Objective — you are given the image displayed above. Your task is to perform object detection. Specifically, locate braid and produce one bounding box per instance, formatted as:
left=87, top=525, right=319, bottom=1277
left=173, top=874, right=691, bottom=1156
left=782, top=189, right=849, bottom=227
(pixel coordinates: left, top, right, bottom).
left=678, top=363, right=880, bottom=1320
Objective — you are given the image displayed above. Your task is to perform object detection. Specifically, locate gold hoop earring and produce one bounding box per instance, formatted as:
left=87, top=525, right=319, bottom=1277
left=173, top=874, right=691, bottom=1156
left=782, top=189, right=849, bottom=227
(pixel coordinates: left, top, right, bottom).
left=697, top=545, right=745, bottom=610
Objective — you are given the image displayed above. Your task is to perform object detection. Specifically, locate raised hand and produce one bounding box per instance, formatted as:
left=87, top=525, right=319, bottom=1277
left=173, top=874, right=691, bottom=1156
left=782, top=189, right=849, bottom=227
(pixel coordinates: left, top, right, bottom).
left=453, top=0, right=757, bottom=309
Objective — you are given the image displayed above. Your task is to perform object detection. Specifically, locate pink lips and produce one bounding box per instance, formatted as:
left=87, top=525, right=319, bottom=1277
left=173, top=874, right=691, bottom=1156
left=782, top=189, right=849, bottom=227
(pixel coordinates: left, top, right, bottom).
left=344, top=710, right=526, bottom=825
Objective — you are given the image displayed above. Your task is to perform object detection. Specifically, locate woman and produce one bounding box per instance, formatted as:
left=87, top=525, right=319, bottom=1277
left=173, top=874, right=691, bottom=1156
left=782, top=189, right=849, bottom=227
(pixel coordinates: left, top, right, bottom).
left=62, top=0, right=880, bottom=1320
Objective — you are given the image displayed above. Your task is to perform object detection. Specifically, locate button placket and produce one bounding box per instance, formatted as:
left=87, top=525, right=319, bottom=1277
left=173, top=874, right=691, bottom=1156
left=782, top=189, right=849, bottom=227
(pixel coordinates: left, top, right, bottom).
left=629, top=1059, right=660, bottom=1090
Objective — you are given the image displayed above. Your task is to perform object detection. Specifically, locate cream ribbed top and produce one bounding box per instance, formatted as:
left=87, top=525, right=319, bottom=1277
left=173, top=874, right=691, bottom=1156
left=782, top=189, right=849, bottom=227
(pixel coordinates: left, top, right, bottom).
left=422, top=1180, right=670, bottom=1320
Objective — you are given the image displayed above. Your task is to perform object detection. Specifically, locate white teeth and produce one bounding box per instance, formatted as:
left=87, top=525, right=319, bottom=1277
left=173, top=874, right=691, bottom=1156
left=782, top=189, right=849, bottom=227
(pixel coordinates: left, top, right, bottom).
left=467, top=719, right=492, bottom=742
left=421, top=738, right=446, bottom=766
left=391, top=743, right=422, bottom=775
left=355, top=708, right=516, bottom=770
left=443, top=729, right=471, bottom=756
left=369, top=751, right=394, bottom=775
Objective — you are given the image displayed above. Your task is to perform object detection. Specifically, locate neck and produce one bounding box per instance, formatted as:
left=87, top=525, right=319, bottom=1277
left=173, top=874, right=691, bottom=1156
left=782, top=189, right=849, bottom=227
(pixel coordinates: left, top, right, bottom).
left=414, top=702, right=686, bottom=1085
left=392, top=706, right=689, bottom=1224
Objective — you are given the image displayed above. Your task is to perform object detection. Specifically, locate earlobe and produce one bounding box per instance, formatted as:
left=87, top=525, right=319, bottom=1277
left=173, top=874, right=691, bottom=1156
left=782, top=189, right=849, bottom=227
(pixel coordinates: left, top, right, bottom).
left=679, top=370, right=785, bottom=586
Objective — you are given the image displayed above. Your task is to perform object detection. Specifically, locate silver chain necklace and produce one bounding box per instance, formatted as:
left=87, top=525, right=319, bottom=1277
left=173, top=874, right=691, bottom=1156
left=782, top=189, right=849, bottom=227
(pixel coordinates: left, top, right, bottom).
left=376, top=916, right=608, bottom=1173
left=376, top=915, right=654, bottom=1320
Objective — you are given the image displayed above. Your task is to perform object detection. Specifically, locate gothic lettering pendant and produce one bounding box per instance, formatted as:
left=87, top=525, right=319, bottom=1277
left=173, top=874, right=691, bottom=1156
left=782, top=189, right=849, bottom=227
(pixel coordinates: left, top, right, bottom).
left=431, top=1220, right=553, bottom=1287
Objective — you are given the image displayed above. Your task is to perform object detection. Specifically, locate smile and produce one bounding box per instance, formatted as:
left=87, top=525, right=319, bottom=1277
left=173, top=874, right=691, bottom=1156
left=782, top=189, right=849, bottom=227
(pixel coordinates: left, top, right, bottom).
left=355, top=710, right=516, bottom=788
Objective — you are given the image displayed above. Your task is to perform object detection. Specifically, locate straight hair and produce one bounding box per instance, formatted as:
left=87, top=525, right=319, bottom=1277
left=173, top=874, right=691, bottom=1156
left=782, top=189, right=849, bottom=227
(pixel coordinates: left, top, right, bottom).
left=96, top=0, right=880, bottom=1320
____________
> **GOAL OF THE EXERCISE**: Copy the records verbatim, starting at their first line and ending with the line containing "left=697, top=545, right=745, bottom=610", with both of those lines included.

> **TASK RESULT**:
Objective — you are given the image displayed above. Your task is to perform object detection. Specifically, locate braid and produce one bounding box per instance, formatted as:
left=87, top=525, right=319, bottom=1277
left=173, top=874, right=691, bottom=1156
left=782, top=189, right=849, bottom=227
(pixel coordinates: left, top, right, bottom).
left=678, top=363, right=880, bottom=1320
Objective — you are given the image displayed above. Your task is to perform object detection. Specifically, locate gold hoop earring and produce one bounding box per instance, formatted as:
left=87, top=525, right=319, bottom=1277
left=173, top=874, right=691, bottom=1156
left=782, top=189, right=849, bottom=227
(pixel coordinates: left, top, right, bottom).
left=697, top=545, right=745, bottom=610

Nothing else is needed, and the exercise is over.